EXCERPT TO READ:
★ ★ ★ ★ ★
Apparently, Eliot Spitzer has other, and perhaps less savory, perceived needs that have involved him in a "high-end prostitution ring" (even the puns I can't think of are intended!). Mr. Spitzer has now resigned from his office as Governor of New York; perhaps he should go into rehab. These things happen, but what irks me most is that Spitzer's peccadillo pushed the real news right off the front page:
"WASHINGTON (AP) -- The White House on Wednesday rejected charges that it quashes dissenting views in the military, an accusation brought to light by the resignation of Navy Adm. William J. Fallon as commander of U.S. forces in the Middle East" ("White House Denies Friction with Fallon" )
The top military commander in a theater in which two controversial wars are underway leaves office because he either cannot in good conscience pursue his commander's objectives, or because his commander feels his subordinate is not perceived to be sufficiently loyal to him. I'd like to know which.
This sort of thing does not happen very often: certainly not with anything like the frequency with which our alpha male politicians put peter before probity. So why does our fourth estate drop the one story to pursue the other, even while acknowledging, as the Times does, that the media frenzy--the more than 70 reporters and photographers clustered outside the governor's Upper East Side high-rise, while three helicopters whirled overhead--is the story? This is not to say that the fall of the Governor of New York is not news. The man set himself up for a fall and he fell. The number of press helicopters circling like buzzards over his home, however, ought not to be news, because they ought not to be there to be reported on by their colleagues on the ground below who apparently have nothing to report other than the fact that they are there.
The op-ed page of this morning's The New York Times featured the expected column by Maureen Dowd, ruminating on the high price of Spitzer's "high end" hookers, an article seizing the Spitzer scandal as a moment to remind us that prostitutes are always victims, and, my personal favorite, an essay by Dina Matos McGreevey, recalling her own Governor-hubby-in-a-sex-scandal moment, and suggesting (ironically, given the venue) that the media leave the innocent wives in these situations alone. Explaining those helicopters whirling over the house to the children is bad enough, but imagine having the kids read about how you had to explain them in the very media that sent them to besiege you!
★ ★ ★ ★ ★
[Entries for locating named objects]
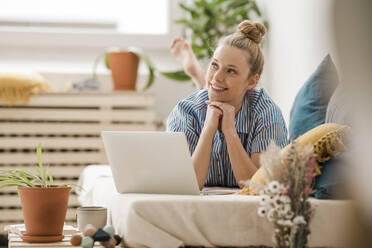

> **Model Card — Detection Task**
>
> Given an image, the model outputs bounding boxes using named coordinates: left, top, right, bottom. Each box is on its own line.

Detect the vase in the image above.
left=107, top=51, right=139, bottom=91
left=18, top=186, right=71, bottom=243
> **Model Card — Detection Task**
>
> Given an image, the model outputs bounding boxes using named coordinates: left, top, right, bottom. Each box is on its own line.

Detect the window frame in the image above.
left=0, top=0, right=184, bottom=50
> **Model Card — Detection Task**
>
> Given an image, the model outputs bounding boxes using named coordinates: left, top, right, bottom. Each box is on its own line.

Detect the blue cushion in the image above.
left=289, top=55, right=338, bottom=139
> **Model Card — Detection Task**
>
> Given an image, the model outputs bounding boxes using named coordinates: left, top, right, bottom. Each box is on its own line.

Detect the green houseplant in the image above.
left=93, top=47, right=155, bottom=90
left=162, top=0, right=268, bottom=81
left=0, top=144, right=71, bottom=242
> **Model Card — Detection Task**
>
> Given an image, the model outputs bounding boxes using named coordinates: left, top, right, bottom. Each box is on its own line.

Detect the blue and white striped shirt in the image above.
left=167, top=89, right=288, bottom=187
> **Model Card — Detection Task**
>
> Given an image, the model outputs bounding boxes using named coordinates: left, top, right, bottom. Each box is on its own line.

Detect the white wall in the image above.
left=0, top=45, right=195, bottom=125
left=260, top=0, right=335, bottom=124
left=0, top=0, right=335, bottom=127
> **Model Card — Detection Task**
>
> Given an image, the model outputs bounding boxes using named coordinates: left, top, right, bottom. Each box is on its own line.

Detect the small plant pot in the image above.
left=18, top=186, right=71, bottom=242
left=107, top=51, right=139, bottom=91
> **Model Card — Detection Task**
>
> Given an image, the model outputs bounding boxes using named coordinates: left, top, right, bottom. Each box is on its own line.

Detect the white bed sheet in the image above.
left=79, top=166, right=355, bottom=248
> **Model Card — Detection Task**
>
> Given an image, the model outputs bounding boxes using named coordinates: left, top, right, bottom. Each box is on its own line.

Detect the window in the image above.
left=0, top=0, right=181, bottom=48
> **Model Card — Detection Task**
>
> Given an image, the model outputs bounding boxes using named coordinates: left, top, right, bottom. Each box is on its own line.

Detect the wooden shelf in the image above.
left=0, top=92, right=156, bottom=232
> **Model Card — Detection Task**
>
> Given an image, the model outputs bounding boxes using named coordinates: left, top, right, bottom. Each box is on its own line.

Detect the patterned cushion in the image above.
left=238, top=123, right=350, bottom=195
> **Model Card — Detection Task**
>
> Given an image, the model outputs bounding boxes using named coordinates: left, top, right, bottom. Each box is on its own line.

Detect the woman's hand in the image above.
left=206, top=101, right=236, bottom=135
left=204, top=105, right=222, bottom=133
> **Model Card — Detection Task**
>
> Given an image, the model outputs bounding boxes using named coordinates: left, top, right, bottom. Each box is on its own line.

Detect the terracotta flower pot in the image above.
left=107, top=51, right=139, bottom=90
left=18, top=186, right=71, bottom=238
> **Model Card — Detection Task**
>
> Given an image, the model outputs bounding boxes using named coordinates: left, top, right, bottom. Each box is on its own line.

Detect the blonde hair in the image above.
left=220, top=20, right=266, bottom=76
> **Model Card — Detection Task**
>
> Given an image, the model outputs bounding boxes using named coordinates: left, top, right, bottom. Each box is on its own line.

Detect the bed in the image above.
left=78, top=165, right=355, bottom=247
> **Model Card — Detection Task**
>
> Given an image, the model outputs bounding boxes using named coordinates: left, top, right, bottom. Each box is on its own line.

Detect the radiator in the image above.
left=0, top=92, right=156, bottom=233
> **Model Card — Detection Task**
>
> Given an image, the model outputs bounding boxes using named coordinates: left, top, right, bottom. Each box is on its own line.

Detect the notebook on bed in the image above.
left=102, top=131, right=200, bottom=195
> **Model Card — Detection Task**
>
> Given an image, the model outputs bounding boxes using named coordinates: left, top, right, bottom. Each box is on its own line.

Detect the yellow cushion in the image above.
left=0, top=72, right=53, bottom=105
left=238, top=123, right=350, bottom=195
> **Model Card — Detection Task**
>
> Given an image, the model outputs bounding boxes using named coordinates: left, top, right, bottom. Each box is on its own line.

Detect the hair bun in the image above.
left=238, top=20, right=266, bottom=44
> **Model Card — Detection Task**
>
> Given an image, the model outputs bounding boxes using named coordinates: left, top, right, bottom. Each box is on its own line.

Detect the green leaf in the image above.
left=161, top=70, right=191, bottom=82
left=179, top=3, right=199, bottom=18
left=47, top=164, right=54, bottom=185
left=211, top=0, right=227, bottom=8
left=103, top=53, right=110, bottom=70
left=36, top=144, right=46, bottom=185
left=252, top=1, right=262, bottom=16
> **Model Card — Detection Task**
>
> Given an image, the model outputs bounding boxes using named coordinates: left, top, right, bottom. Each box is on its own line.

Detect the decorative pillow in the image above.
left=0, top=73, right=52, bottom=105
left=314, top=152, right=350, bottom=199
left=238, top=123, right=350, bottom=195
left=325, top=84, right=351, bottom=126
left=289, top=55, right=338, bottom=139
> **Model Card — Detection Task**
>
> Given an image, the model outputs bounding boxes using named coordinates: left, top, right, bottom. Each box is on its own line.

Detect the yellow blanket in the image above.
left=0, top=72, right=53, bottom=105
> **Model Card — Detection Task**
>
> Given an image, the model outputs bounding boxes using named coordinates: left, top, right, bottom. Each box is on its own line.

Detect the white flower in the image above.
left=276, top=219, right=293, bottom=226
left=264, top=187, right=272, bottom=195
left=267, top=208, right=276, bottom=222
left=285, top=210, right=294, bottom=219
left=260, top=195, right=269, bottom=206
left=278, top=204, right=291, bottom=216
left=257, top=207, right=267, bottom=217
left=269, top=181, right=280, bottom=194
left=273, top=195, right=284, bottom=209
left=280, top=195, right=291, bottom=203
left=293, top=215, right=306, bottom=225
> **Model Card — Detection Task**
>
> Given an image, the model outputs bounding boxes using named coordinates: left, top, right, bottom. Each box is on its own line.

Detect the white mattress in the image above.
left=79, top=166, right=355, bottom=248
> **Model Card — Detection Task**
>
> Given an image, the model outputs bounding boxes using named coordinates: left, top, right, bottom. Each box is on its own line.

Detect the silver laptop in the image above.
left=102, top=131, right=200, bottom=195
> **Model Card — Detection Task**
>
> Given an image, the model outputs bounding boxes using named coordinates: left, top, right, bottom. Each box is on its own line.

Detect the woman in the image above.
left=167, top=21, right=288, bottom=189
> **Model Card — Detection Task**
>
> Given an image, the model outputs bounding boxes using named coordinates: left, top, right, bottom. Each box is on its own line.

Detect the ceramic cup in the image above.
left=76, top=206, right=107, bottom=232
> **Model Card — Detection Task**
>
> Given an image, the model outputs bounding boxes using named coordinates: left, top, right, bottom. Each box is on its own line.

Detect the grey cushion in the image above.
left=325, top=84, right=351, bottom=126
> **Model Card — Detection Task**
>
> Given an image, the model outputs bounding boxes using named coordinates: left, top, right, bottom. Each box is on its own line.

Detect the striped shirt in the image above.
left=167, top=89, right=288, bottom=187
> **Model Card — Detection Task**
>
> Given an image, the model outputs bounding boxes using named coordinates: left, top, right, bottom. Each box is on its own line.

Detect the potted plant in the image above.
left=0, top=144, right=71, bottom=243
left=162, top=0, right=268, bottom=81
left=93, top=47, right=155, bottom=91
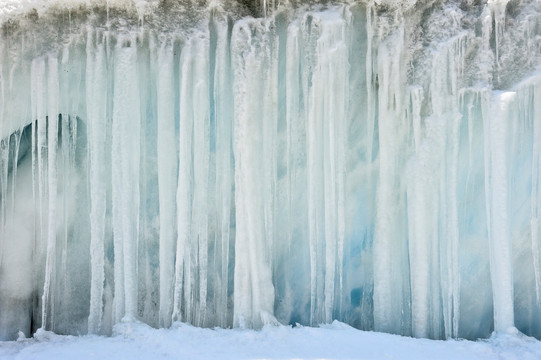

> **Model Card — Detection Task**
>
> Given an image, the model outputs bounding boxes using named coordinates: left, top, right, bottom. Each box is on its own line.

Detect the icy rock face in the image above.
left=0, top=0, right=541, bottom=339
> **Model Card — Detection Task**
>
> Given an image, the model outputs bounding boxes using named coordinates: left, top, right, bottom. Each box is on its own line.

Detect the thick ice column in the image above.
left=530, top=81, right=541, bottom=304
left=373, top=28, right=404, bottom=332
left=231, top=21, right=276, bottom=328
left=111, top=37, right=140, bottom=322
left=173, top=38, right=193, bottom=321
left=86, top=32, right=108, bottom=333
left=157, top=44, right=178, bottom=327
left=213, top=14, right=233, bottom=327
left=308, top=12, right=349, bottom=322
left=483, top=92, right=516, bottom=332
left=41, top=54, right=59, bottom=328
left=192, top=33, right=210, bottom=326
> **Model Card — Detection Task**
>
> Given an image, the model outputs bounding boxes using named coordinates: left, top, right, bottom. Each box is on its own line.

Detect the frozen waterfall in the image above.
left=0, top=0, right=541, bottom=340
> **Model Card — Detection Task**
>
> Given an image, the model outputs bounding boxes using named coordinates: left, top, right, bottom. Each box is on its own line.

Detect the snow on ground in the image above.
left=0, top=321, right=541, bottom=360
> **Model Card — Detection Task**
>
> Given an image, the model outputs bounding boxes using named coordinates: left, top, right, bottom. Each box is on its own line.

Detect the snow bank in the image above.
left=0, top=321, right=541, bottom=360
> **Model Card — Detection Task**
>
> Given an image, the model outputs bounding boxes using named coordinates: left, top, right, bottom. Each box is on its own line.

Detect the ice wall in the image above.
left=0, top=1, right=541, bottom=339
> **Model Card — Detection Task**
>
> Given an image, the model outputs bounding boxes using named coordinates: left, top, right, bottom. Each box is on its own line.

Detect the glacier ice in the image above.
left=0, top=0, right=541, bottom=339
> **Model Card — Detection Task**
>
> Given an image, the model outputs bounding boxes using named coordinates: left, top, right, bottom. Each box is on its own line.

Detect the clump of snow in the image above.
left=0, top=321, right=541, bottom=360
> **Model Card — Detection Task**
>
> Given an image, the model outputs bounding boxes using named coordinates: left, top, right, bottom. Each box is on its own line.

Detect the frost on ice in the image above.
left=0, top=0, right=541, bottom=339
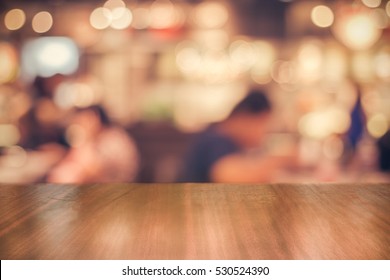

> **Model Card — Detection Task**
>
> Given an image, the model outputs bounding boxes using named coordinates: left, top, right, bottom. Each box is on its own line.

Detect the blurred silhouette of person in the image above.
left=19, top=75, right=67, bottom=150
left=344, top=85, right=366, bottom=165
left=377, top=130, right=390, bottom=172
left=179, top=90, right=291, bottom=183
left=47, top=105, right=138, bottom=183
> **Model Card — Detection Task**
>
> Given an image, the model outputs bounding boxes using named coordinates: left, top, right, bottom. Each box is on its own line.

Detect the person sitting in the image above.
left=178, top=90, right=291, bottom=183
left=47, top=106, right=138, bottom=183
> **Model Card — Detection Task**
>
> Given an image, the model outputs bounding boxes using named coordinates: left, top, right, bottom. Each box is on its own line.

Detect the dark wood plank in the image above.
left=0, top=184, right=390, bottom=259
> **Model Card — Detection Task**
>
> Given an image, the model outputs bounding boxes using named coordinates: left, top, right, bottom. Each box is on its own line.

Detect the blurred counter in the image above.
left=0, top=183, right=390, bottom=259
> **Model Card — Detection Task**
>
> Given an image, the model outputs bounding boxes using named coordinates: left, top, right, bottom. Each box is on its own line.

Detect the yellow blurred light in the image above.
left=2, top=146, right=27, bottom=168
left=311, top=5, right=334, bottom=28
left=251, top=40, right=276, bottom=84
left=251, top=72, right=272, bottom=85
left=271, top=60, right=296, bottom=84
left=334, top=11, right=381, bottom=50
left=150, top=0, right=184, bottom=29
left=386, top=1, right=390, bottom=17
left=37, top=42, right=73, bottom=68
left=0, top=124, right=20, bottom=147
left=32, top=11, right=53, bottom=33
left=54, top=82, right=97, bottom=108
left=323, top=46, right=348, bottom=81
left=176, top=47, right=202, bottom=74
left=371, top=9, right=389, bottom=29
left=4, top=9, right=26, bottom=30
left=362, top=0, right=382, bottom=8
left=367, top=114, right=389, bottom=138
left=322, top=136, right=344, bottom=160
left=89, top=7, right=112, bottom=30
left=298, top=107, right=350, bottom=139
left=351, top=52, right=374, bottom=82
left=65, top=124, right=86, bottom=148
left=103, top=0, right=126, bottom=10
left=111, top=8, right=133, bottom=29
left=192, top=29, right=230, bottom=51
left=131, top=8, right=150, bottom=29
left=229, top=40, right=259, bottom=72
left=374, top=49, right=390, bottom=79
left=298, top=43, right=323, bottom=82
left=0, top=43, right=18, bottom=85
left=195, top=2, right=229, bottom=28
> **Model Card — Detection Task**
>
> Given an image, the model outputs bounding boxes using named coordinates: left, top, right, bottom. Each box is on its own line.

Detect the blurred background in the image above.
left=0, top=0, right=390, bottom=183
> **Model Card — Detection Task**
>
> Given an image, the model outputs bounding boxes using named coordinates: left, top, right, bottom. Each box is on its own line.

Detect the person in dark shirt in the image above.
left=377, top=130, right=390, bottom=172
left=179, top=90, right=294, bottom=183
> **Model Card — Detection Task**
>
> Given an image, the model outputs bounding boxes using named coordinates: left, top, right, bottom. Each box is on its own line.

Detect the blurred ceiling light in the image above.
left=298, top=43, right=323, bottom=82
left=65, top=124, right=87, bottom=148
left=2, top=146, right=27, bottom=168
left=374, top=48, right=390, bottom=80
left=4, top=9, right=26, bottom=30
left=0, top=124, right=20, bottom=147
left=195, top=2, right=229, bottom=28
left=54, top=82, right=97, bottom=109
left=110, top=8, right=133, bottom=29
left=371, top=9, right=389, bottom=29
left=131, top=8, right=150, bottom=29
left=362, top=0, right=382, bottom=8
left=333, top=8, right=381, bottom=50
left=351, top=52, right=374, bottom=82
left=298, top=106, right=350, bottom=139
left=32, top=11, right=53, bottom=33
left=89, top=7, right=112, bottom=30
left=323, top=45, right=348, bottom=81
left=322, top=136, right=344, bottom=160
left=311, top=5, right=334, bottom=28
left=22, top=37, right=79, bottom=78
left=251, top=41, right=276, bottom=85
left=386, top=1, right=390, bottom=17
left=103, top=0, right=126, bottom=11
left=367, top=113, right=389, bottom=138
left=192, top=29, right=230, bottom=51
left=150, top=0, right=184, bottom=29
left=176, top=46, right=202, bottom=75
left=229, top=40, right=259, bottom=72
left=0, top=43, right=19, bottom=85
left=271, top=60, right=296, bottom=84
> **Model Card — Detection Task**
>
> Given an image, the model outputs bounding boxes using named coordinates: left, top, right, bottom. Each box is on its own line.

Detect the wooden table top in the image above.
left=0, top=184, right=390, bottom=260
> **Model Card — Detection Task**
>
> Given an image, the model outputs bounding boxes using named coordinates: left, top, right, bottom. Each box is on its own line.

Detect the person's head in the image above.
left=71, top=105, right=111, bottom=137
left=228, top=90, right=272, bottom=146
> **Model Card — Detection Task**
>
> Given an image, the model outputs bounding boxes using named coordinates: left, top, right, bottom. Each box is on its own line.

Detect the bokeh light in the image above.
★ ★ ★ ★ ★
REQUESTS:
a) Retype the passage on the Spitzer scandal between "The top military" and "to know which.", inclusive.
b) Reproduce the records between their start and the line holding "left=18, top=186, right=71, bottom=243", inclusive, with the requests included. Multiply each bounding-box coordinate in the answers by 2.4 and round it to a whole number, with halves rounding up. Leave the picture out, and give only these lines.

RESPONSES TO THE EXERCISE:
a)
The top military commander in a theater in which two controversial wars are underway leaves office because he either cannot in good conscience pursue his commander's objectives, or because his commander feels his subordinate is not perceived to be sufficiently loyal to him. I'd like to know which.

b)
> **Model Card — Detection Task**
>
> Given an image, the model outputs bounding boxes using named coordinates: left, top, right, bottom. Each box is on its own line.

Detect the vase in the image above.
left=257, top=122, right=334, bottom=218
left=43, top=446, right=170, bottom=583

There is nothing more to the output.